What is being asked: Please copy out the lines of the entries below word for word, starting with the line with "Find calm dark" and going on through the line with "left=0, top=2, right=1568, bottom=61", both of those lines included.

(Excerpts from a detection dataset)
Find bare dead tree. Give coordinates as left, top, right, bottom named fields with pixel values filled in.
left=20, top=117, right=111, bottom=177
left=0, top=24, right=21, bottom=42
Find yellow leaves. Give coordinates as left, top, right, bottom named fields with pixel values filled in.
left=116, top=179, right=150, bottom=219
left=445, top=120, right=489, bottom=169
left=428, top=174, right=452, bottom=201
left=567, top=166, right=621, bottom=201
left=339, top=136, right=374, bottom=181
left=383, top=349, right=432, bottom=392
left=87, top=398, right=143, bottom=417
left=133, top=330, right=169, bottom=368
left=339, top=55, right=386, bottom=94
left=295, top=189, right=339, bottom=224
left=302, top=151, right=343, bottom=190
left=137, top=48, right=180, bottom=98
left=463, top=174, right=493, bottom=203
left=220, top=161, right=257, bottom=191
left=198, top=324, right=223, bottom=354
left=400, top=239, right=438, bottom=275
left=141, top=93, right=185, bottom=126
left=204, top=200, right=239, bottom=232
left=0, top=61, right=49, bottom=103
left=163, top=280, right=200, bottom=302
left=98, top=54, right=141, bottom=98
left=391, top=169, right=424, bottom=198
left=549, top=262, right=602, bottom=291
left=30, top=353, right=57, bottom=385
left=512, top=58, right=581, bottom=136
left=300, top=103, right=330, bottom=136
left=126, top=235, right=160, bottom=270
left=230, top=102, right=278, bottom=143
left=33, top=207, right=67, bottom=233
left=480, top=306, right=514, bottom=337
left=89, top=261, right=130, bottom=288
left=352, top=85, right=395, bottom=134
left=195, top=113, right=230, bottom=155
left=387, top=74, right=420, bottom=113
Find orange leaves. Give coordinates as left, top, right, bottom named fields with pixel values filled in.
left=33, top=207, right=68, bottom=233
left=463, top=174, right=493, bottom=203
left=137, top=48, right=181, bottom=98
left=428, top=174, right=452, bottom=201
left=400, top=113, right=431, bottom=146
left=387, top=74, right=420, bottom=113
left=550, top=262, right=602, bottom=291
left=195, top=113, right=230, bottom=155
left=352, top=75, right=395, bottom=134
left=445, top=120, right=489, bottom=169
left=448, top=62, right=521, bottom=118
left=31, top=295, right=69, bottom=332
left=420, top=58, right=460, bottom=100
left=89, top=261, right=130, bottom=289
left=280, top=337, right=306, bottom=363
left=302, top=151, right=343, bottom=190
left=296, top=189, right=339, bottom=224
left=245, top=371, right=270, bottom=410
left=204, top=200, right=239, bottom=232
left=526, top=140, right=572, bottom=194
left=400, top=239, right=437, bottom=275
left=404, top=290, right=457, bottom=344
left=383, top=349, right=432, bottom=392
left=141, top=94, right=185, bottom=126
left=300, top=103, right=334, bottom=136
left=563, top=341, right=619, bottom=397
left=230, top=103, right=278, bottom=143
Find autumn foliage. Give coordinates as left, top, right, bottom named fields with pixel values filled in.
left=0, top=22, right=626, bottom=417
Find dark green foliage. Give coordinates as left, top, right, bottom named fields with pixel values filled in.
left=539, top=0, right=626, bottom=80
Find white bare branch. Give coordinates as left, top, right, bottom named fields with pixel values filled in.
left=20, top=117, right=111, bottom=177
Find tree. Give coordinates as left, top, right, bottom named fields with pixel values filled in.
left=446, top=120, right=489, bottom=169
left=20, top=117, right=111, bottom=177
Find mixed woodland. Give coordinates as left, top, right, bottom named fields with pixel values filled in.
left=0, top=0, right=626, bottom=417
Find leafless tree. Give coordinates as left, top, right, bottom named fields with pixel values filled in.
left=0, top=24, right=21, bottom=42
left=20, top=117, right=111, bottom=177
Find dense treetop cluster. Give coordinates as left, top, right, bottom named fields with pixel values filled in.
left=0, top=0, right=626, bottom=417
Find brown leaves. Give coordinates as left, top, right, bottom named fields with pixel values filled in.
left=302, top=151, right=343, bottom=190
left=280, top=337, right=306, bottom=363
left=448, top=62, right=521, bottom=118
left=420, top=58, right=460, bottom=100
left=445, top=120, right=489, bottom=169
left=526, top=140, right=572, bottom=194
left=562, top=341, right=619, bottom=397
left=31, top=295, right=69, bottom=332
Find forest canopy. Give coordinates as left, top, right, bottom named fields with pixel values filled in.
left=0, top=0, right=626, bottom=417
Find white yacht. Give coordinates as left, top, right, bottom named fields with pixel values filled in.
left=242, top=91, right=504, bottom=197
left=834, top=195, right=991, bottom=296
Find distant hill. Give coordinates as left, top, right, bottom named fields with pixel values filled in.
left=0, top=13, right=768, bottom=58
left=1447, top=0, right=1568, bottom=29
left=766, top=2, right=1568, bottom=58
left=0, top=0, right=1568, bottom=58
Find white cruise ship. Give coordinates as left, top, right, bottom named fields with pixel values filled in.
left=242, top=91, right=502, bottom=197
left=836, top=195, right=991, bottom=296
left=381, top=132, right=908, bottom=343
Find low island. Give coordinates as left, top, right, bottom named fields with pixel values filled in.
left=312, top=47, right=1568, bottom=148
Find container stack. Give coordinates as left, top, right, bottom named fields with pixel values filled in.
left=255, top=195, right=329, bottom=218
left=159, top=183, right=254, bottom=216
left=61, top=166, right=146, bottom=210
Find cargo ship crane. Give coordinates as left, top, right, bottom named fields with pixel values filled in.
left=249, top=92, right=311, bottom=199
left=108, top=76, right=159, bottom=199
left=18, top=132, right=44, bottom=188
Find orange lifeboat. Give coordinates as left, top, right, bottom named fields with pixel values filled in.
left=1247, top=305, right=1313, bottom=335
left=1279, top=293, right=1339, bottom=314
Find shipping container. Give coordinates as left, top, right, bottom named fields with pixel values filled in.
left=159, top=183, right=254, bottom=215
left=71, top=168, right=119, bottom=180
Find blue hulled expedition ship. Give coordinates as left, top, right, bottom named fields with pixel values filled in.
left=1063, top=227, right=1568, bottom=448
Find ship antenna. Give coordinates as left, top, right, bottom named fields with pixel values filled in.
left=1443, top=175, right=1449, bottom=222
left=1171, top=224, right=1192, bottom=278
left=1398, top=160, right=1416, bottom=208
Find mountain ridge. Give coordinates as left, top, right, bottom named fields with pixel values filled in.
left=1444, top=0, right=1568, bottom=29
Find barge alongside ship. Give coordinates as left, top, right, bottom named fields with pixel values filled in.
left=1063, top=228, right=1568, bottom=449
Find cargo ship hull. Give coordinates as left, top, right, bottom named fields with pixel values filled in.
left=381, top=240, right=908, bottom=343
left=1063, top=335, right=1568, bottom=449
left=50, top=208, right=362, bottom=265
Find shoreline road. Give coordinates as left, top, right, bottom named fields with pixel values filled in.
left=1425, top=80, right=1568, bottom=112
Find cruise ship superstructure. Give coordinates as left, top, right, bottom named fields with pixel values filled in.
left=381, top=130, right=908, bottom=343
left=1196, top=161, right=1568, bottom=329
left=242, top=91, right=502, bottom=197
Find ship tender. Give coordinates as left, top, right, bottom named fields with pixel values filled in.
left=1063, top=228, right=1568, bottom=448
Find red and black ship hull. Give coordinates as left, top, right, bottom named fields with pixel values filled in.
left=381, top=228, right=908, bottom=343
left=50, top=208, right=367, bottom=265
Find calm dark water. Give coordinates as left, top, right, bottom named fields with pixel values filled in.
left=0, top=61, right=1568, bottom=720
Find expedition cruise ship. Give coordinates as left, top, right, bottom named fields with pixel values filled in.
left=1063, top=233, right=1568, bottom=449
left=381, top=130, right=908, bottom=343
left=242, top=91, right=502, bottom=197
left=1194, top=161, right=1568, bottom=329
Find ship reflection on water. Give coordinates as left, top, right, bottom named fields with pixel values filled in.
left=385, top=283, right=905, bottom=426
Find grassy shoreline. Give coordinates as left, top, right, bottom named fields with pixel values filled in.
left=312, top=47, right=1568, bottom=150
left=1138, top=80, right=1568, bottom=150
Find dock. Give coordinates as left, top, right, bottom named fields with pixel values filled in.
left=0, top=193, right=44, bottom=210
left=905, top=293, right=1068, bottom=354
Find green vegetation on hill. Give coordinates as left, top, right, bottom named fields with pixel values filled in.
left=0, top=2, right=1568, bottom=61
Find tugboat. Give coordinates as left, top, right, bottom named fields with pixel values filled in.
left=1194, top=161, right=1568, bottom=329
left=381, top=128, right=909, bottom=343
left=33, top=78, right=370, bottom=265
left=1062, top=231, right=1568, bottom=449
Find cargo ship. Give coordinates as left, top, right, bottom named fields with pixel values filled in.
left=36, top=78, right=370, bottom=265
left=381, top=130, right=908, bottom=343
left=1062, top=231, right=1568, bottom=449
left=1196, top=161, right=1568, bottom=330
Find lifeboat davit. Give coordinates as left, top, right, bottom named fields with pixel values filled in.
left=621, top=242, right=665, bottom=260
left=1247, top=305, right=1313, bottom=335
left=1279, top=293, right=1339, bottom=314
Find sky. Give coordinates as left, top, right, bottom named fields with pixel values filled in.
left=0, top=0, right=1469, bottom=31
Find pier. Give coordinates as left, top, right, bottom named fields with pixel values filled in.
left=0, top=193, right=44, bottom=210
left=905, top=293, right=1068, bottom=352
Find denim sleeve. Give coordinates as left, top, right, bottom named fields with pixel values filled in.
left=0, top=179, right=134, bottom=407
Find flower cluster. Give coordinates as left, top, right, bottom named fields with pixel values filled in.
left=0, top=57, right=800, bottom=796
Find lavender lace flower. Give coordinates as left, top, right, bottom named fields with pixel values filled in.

Result below:
Find calm dark water. Give coordinates as left, top, right, bottom named fields with pixel values filled in.
left=0, top=61, right=1568, bottom=720
Find expedition cruise ship. Give coordinates as left, top, right, bottom named fields with pixel values filled in.
left=1063, top=233, right=1568, bottom=449
left=381, top=130, right=908, bottom=343
left=242, top=91, right=502, bottom=197
left=1194, top=161, right=1568, bottom=329
Find ship reflection on water. Give coordinates as left, top, right, bottom named fields with pixel values filled in.
left=385, top=283, right=905, bottom=426
Find grassy shoreline. Give coordinates as left, top, right, bottom named fields with pixel values filled in.
left=312, top=47, right=1568, bottom=150
left=1138, top=80, right=1568, bottom=150
Find dock. Give coordinates as left, top, right, bottom named fields with pixel values filled in.
left=0, top=193, right=44, bottom=210
left=905, top=293, right=1068, bottom=354
Find green vegetation on hill. Give coordinates as left, top, right, bottom named fields with pixel values filled in.
left=0, top=2, right=1568, bottom=61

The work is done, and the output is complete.